**TO DO:** Take the line that contains "Indicate the pond" as the first line and the final line of the records as the last; return exactly those lines and the lines between.

* * *

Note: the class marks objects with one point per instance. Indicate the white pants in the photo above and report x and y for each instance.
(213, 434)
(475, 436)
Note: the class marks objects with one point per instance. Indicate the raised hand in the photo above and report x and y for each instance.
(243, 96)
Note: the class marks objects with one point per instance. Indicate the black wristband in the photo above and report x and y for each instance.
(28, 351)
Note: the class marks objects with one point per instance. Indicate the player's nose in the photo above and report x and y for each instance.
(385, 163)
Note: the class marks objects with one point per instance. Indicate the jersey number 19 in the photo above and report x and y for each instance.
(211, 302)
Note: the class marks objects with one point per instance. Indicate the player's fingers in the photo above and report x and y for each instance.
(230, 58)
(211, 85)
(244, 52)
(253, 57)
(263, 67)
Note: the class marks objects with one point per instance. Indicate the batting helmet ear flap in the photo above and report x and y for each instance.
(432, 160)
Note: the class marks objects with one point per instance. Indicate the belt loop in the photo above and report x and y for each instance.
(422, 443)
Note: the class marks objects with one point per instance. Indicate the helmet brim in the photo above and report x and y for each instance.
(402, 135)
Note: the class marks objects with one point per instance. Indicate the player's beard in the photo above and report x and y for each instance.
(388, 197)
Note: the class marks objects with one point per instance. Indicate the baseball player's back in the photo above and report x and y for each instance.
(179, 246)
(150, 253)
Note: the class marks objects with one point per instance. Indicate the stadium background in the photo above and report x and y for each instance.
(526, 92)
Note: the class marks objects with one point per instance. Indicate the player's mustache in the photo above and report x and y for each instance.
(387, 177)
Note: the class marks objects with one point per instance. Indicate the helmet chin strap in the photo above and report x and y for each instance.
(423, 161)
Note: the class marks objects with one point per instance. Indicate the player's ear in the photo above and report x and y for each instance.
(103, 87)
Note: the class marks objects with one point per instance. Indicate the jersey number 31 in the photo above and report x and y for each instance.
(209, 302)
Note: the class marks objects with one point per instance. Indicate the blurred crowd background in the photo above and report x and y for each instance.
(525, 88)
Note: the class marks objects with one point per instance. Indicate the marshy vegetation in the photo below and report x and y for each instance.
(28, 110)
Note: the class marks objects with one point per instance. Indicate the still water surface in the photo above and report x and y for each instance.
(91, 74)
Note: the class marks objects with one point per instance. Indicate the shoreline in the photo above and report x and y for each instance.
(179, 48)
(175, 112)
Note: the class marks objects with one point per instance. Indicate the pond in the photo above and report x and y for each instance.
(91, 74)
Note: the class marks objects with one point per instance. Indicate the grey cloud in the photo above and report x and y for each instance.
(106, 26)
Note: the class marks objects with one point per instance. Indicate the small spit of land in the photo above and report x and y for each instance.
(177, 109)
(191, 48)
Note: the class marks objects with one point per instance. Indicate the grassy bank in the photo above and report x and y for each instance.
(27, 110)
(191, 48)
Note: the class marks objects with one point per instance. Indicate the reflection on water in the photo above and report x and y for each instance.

* * *

**ANSWER:**
Note: the class marks objects with one point per instance. Indicate the pond in the photo above and report x and y for each instance.
(91, 74)
Note: the class marks objects with one point per instance. Indicate the grey cloud in the photo above and report x and y for each instance.
(106, 26)
Note: the class marks objects with one point per instance. Indicate the small spit of land in the photo above and report x and y for each instance.
(177, 109)
(191, 48)
Note: the class marks objects with one point per instance. Indicate the grassy bank in the photo above and report x and y for each instance.
(27, 110)
(191, 48)
Note: the class marks objects with one point per instance. Indicate the reflection on water in the photo above and report x and y for each instance.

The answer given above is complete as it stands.